INPUT FOR THIS TASK |
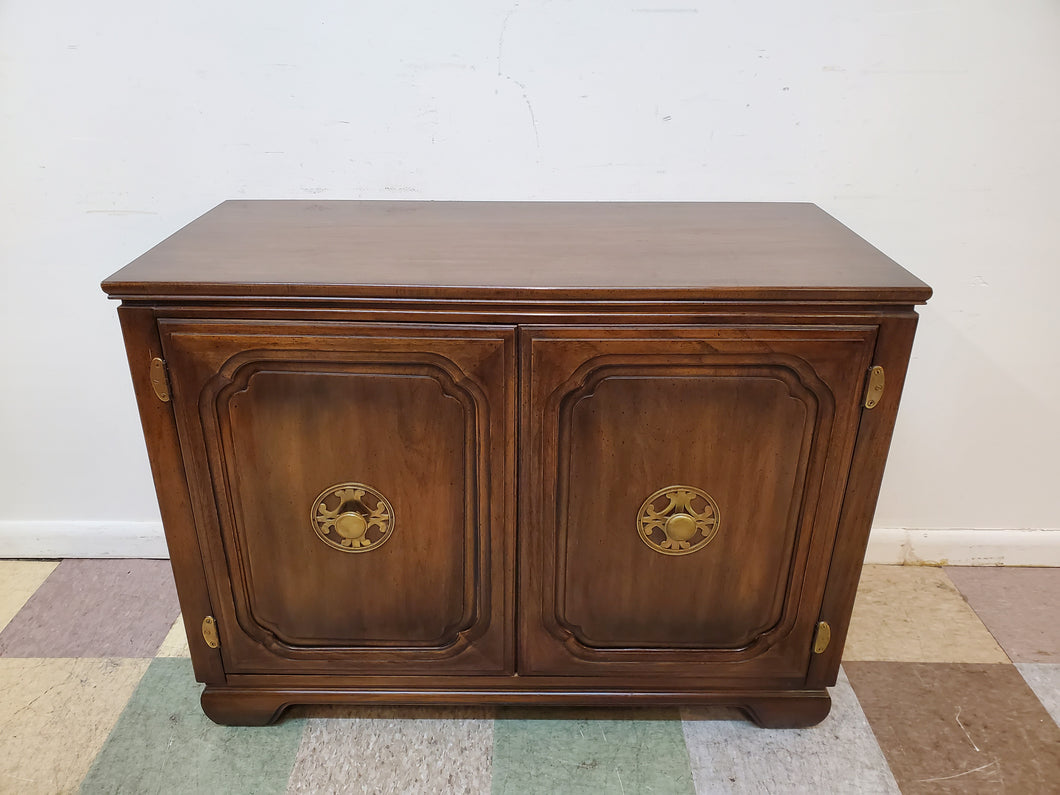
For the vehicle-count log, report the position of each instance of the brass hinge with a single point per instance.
(873, 388)
(822, 637)
(210, 632)
(160, 380)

EXERCISE DIRECTIONS |
Reproduce each line word for word and drop the pictures.

CORRECT ANSWER |
For the vehicle-count log, report the position of each instance of the brass hinge with a single point per instance.
(873, 388)
(822, 637)
(210, 632)
(160, 380)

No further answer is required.